# WHAT IS NEEDED:
Below are some records. Quote exactly the lines from the one that contains "bumper in the photo above." through the last, both included, and leave out the pictures.

(Source data)

>>>

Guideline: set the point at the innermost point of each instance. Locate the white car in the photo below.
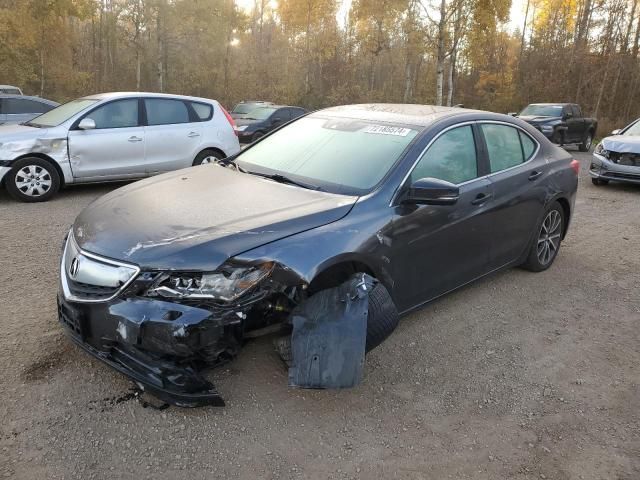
(112, 136)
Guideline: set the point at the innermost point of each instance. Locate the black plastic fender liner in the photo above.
(329, 336)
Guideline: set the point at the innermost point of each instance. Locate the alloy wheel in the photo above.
(33, 180)
(549, 239)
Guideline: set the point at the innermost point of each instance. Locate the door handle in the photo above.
(535, 174)
(481, 198)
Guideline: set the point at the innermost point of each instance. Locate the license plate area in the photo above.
(72, 319)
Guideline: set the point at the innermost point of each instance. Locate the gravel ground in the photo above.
(520, 376)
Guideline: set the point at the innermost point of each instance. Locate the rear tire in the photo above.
(546, 245)
(206, 157)
(32, 179)
(585, 146)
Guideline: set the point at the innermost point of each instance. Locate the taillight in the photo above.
(575, 166)
(229, 119)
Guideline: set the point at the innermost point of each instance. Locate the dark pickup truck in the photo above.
(562, 123)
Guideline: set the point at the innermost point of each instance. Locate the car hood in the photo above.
(622, 144)
(537, 118)
(195, 219)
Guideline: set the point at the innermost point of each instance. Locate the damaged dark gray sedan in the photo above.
(321, 233)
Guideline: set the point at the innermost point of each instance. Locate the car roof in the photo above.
(28, 97)
(558, 104)
(116, 95)
(411, 114)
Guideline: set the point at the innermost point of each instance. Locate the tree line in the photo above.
(317, 53)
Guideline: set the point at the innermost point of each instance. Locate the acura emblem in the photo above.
(73, 269)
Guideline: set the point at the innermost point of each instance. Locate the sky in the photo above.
(515, 21)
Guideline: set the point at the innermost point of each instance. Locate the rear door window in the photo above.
(203, 111)
(117, 114)
(18, 106)
(164, 111)
(452, 157)
(503, 146)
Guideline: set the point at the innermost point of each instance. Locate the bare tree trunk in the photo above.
(441, 53)
(160, 45)
(450, 80)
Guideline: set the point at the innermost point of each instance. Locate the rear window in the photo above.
(19, 105)
(161, 111)
(203, 111)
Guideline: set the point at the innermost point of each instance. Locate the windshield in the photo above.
(61, 114)
(633, 130)
(261, 113)
(543, 110)
(338, 155)
(243, 108)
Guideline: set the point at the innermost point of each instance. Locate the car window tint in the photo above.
(161, 111)
(452, 157)
(203, 111)
(528, 145)
(18, 106)
(503, 146)
(118, 114)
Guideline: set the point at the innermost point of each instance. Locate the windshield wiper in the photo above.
(29, 124)
(278, 177)
(225, 162)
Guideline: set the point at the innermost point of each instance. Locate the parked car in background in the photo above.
(246, 106)
(22, 108)
(617, 157)
(112, 136)
(562, 123)
(10, 90)
(330, 227)
(262, 120)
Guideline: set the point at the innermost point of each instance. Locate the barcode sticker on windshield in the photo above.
(385, 130)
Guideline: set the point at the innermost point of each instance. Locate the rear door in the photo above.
(18, 110)
(115, 148)
(516, 174)
(173, 134)
(437, 248)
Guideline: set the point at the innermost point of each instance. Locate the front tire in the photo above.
(546, 245)
(32, 180)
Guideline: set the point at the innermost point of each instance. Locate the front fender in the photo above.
(359, 237)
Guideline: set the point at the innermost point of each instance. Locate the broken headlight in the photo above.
(600, 150)
(226, 284)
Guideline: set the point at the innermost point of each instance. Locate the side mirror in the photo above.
(87, 124)
(432, 191)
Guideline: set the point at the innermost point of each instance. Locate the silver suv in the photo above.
(112, 136)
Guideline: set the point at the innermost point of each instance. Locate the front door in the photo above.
(115, 149)
(173, 137)
(437, 248)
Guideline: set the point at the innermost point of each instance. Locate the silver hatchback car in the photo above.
(112, 136)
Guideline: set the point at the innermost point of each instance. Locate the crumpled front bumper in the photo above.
(605, 169)
(150, 341)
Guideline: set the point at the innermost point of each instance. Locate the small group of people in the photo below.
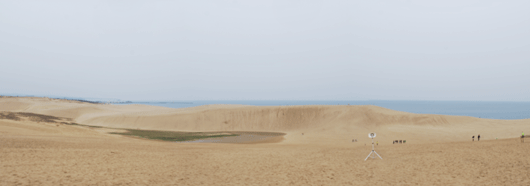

<<<

# OUTPUT OF THE TASK:
Guideline: set the point at the innermost point of each instance. Locate the crumpled front bumper in the photo above.
(605, 169)
(150, 341)
Guideline: set the point at the innermost point of each instance. Locate the small group of people in the photo below.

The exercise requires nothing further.